| Exercise aim |
State how many lines of the records below contain the word "report". Reply with the number alone.
** start Entries shown **
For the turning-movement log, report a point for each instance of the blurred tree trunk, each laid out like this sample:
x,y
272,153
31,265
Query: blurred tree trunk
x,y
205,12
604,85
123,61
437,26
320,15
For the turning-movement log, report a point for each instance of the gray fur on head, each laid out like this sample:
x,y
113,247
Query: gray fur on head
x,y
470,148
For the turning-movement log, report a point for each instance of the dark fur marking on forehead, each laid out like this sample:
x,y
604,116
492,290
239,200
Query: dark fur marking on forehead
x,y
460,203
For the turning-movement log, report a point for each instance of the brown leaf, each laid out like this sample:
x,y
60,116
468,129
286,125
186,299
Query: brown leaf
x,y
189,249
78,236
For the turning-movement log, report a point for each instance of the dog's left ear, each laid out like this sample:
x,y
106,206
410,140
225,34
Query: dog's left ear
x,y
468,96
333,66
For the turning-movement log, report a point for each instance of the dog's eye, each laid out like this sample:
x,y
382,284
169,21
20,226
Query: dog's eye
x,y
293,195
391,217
** end Entries shown **
** start Entries shown **
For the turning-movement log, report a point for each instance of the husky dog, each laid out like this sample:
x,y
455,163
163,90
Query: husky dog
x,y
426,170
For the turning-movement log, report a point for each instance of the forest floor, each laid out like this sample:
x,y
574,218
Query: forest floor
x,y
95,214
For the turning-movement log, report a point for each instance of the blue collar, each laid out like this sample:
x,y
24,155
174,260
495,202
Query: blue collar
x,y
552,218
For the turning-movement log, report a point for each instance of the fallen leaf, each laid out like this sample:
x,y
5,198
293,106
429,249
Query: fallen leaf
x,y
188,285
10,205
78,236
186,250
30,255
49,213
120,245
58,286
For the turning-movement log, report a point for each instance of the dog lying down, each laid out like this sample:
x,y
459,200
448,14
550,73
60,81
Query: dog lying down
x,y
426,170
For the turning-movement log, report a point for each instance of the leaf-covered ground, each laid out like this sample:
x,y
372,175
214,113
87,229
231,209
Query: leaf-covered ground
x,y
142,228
** end Entries shown **
| Task output |
12